What to work on:
Print the following lines exactly, beginning at the line that contains "Mark the chrome towel" and stopping after the line that contains "pixel 458 317".

START Record set

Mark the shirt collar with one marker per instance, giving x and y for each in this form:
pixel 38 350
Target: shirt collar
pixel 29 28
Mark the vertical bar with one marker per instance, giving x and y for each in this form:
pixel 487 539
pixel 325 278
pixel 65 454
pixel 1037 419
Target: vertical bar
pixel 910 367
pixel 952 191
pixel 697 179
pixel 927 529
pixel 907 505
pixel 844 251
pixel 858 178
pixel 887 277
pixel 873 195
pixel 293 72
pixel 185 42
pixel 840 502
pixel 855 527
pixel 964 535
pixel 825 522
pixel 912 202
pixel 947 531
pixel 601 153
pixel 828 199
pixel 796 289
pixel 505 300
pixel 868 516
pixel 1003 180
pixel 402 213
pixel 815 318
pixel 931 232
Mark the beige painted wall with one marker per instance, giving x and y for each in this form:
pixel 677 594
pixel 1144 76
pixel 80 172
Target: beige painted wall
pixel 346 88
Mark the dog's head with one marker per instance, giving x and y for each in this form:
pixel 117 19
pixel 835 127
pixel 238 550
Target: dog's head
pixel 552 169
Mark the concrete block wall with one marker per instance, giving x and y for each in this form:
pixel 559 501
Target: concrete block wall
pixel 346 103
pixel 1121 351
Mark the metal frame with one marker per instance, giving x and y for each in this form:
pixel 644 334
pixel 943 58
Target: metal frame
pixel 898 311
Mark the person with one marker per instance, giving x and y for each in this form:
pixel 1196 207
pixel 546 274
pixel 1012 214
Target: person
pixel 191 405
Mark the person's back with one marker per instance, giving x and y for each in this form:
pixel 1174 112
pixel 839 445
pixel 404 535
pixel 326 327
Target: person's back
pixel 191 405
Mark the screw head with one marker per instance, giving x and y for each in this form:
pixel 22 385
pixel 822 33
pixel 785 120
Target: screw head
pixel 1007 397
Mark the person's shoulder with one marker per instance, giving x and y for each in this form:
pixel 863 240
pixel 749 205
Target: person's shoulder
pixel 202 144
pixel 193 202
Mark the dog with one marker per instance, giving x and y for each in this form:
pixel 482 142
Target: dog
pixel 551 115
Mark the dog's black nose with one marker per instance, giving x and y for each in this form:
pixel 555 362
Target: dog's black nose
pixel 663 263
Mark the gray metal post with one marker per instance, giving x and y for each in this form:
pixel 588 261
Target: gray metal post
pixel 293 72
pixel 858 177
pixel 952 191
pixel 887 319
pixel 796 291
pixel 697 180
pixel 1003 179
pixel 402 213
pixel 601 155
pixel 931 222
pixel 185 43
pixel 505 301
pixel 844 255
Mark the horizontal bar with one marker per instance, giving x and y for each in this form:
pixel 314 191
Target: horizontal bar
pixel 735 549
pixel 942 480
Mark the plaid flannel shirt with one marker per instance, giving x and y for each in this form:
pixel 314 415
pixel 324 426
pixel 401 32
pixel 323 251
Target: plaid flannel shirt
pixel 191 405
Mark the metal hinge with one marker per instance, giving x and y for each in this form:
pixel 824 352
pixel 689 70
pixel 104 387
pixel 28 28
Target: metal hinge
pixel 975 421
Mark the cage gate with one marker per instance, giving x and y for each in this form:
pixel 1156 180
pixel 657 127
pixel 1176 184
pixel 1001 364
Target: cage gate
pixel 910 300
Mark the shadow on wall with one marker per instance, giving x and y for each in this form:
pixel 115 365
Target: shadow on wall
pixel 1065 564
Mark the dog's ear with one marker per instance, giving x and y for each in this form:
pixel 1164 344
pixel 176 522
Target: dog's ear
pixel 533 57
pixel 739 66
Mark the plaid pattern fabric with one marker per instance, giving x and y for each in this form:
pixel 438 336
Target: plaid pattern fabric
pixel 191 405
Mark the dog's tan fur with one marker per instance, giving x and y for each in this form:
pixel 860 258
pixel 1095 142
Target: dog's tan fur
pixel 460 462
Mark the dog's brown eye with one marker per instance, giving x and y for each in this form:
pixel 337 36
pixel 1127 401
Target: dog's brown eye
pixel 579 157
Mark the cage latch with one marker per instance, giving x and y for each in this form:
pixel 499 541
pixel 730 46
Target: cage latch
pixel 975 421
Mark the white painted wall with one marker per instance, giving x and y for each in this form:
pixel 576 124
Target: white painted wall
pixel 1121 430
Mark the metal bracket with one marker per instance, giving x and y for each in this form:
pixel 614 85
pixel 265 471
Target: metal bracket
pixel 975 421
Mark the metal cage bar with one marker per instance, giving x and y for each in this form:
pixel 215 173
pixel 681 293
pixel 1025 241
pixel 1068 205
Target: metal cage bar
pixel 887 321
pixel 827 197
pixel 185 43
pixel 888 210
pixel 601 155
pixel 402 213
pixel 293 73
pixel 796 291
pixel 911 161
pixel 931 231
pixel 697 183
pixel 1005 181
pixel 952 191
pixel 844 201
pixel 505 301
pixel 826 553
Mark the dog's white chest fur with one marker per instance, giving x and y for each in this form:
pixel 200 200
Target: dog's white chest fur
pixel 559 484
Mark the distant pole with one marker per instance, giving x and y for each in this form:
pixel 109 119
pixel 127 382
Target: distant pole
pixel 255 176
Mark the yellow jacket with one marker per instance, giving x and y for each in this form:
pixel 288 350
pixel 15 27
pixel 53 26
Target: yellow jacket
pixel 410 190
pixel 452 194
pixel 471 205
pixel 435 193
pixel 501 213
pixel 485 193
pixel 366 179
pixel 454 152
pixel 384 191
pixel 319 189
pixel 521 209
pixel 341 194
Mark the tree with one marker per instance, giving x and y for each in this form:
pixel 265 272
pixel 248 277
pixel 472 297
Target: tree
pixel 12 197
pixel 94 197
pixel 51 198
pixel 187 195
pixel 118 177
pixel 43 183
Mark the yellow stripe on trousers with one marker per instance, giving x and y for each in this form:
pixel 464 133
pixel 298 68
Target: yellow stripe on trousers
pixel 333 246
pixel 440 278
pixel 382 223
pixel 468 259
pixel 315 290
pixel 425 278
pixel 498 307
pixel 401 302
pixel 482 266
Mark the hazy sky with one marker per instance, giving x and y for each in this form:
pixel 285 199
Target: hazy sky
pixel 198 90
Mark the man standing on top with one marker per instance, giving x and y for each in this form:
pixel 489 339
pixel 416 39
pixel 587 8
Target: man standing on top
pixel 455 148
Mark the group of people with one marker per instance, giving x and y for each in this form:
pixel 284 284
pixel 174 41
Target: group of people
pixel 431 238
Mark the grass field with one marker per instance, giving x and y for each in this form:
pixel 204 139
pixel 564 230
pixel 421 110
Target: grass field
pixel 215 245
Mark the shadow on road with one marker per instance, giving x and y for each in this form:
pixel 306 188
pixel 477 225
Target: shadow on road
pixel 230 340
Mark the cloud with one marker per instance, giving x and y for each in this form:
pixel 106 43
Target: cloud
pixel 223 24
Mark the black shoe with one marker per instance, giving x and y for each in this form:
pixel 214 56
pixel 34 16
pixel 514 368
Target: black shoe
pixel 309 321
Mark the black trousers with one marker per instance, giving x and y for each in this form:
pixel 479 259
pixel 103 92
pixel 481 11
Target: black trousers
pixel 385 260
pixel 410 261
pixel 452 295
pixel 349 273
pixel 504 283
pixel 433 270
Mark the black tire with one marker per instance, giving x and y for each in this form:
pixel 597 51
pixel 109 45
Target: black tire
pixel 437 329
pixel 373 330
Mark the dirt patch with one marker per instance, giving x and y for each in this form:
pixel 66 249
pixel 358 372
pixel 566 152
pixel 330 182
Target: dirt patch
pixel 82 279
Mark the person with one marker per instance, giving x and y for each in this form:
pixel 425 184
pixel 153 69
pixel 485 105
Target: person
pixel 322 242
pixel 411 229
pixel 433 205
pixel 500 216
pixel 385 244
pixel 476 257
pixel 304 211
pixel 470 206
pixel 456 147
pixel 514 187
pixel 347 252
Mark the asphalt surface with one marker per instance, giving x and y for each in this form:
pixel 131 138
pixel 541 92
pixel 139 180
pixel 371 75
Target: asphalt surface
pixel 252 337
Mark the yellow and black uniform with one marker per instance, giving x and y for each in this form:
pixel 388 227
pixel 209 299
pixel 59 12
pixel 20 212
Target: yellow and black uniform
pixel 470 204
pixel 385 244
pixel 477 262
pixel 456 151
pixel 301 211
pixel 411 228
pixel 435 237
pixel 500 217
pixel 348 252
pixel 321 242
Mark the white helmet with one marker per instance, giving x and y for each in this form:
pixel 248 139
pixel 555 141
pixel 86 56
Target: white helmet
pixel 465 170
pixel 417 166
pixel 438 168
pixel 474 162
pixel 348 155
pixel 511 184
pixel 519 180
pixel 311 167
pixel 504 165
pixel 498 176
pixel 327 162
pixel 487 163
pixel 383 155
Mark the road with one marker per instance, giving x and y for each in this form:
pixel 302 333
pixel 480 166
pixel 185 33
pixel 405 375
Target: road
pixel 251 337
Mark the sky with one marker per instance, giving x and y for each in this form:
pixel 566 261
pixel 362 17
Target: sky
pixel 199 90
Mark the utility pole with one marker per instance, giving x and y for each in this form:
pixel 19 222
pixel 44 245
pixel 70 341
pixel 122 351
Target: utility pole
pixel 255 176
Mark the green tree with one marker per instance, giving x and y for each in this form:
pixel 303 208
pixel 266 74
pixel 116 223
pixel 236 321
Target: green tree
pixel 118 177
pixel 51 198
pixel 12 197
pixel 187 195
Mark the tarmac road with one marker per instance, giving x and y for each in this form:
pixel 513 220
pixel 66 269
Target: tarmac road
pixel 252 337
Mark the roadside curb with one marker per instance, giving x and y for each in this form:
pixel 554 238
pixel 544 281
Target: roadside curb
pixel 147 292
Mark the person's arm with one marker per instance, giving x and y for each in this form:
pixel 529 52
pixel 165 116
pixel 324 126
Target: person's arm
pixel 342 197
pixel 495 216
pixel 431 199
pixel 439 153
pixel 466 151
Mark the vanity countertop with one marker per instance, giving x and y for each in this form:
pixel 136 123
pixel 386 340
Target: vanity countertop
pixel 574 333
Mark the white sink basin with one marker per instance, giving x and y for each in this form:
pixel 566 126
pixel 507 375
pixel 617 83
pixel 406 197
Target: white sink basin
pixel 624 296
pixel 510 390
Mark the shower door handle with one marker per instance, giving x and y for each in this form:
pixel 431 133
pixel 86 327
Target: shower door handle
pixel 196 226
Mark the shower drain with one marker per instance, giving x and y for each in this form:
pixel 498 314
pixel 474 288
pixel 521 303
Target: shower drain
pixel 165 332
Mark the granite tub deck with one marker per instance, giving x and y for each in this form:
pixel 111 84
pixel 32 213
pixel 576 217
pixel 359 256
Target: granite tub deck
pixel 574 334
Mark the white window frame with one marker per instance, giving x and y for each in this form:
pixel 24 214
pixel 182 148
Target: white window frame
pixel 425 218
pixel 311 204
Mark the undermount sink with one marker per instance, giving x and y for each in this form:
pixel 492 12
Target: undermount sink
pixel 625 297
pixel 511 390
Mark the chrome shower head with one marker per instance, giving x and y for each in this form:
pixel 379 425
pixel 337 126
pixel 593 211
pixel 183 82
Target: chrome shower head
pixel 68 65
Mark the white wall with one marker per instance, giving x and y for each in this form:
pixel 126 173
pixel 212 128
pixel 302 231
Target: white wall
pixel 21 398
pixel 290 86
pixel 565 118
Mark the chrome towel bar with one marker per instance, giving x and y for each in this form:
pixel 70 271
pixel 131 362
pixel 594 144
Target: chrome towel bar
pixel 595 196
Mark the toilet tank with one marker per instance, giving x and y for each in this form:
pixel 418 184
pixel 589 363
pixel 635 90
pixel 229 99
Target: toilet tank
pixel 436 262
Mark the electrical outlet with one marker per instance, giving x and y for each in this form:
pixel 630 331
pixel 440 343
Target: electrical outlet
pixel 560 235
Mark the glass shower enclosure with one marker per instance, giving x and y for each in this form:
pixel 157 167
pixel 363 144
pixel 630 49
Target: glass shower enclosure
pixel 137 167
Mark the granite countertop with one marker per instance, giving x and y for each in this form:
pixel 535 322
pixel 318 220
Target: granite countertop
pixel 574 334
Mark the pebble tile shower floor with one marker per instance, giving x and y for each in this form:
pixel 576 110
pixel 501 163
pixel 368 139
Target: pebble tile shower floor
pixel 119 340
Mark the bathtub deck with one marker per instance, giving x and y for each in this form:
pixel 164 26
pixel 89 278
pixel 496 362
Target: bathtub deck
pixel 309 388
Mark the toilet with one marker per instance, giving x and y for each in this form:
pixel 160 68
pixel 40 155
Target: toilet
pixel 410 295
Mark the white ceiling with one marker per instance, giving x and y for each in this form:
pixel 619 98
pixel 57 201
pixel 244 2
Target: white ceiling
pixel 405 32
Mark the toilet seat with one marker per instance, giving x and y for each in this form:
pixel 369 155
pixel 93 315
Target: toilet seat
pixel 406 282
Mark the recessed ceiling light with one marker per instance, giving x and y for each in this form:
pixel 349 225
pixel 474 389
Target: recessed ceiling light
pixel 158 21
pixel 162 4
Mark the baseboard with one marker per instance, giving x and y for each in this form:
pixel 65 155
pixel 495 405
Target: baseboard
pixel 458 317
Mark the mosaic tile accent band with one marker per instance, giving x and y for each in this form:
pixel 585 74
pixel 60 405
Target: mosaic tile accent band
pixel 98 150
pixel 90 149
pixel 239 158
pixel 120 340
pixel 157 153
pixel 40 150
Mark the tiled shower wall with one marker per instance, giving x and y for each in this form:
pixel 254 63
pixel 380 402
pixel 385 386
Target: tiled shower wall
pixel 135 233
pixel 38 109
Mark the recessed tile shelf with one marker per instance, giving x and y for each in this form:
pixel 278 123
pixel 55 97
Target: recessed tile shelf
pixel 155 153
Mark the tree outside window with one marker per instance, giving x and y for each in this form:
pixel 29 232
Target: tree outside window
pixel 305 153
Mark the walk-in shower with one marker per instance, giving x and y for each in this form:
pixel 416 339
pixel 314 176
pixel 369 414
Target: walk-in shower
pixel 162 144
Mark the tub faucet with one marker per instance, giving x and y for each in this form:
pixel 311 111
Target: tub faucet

END Record set

Answer to the problem:
Mark the chrome towel bar with one marker per instance, giving x and y for each in this form:
pixel 70 271
pixel 131 362
pixel 594 144
Target: chrome towel bar
pixel 595 196
Mark the toilet tank with one marker per instance, giving x and y for each in this form:
pixel 418 184
pixel 589 363
pixel 635 90
pixel 229 99
Target: toilet tank
pixel 436 262
Mark the electrical outlet with one marker per instance, giving x and y for each in this form:
pixel 630 331
pixel 440 343
Target: electrical outlet
pixel 560 235
Mark the glass shower enclosure with one marker per instance, giving x and y for each in this form:
pixel 157 167
pixel 363 144
pixel 630 49
Target: glass shower enclosure
pixel 137 167
Mark the granite countertop with one marker per instance, giving x and y for each in this form:
pixel 535 322
pixel 318 220
Target: granite countertop
pixel 574 334
Mark the pebble tile shower floor with one marker per instance, giving x and y for each in this form:
pixel 576 110
pixel 501 163
pixel 368 139
Target: pebble tile shower floor
pixel 119 340
Mark the bathtub deck with one marker per instance, giving x and y for each in this form:
pixel 164 26
pixel 89 278
pixel 496 362
Target: bathtub deck
pixel 309 388
Mark the toilet with one marker per instance, giving x and y for each in this form:
pixel 160 68
pixel 40 155
Target: toilet
pixel 410 295
Mark the white ceiling with one marker per instance, giving x and y for each in this form:
pixel 619 98
pixel 57 201
pixel 244 2
Target: white ceiling
pixel 405 32
Mark the toilet seat with one marker per instance, giving x and y for each in this form:
pixel 369 155
pixel 93 315
Target: toilet seat
pixel 406 282
Mark the recessed ceiling light with one marker per instance, giving x and y for each in this form:
pixel 349 225
pixel 474 389
Target: recessed ceiling light
pixel 158 21
pixel 162 4
Mark the baseboard with one marker per instance, giving x and y for each in this form:
pixel 65 155
pixel 495 405
Target: baseboard
pixel 458 317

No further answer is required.